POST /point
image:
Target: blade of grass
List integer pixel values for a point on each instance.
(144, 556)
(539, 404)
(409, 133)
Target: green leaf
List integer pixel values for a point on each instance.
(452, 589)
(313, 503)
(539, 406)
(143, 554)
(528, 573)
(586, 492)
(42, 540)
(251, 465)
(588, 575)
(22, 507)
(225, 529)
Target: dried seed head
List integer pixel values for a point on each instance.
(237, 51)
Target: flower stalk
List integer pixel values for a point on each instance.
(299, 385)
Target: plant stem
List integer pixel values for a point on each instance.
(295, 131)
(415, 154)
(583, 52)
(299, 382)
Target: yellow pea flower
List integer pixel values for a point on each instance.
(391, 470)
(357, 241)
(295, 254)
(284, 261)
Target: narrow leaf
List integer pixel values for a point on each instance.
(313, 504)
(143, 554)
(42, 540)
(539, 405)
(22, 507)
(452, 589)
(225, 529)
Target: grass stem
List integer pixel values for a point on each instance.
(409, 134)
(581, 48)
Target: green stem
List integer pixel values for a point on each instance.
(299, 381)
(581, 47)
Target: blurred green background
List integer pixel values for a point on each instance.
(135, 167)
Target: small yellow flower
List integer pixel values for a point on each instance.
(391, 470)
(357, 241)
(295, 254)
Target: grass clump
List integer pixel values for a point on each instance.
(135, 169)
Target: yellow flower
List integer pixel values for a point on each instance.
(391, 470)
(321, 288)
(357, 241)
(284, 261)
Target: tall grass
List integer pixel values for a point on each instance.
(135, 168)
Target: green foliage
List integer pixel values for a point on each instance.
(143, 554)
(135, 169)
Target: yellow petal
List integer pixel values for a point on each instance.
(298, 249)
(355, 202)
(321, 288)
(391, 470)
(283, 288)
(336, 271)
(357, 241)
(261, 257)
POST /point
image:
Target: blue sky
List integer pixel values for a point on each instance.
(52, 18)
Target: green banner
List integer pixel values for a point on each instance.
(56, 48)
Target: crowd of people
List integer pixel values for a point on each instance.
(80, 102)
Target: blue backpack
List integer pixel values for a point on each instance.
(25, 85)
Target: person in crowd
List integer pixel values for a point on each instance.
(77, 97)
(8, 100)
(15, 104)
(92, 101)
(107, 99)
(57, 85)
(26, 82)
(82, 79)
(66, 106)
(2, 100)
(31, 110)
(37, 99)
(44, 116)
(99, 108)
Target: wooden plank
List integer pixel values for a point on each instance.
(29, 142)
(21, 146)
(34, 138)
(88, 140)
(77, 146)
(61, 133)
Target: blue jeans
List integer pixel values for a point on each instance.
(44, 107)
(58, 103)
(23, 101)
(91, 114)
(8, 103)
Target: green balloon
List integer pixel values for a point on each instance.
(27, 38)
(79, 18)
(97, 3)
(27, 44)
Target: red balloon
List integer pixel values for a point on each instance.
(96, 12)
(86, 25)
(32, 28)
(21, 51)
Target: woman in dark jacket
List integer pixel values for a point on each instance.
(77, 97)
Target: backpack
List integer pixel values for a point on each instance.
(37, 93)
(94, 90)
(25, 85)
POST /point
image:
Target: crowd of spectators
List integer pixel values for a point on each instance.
——
> **INSTRUCTIONS FOR THE TASK**:
Copy out word for word the stretch of the rows from the line containing "Target: tall grass" through the end of the rows, with both ends included.

> **THE OUTPUT**:
Target: tall grass
List integer pixel values for a point on each instance.
(135, 168)
Target: green foliage
List integer pixel values for a point on each instance.
(143, 554)
(135, 169)
Target: yellow petal
List integer pixel values for a point on each instance.
(298, 249)
(355, 202)
(321, 288)
(391, 470)
(283, 288)
(336, 271)
(357, 241)
(261, 257)
POST /point
image:
Target: blue sky
List integer pixel values for a point on each instance.
(52, 18)
Target: green banner
List integer pixel values for a point on each instance.
(56, 48)
Target: crowd of people
List integer pixel values for a point on each instance.
(80, 102)
Target: blue backpack
List integer pixel values for a point on each instance.
(25, 85)
Target: person in crowd
List integer pixel values for a point on each instance.
(77, 97)
(8, 100)
(15, 104)
(92, 101)
(107, 99)
(57, 85)
(26, 82)
(82, 79)
(66, 106)
(2, 100)
(31, 110)
(37, 99)
(44, 116)
(99, 108)
Target: wooden plank
List integer pixel values for a point on each instance.
(29, 142)
(21, 146)
(34, 138)
(88, 140)
(77, 146)
(61, 133)
Target: blue jeans
List integer pixel values for a point on each instance.
(44, 107)
(58, 103)
(23, 101)
(91, 114)
(8, 103)
Target: green balloon
List integer pixel values for a point on each instance.
(27, 38)
(79, 18)
(97, 3)
(27, 44)
Target: red balloon
List integer pixel values for a point on each instance.
(96, 12)
(86, 25)
(32, 28)
(21, 51)
Target: woman in dark jacket
List integer pixel values for a point on each instance.
(77, 97)
Target: backpack
List integer pixel values for a point on each instance.
(37, 93)
(94, 90)
(25, 85)
POST /point
image:
Target: crowd of spectators
List integer pixel values for a point on each instance.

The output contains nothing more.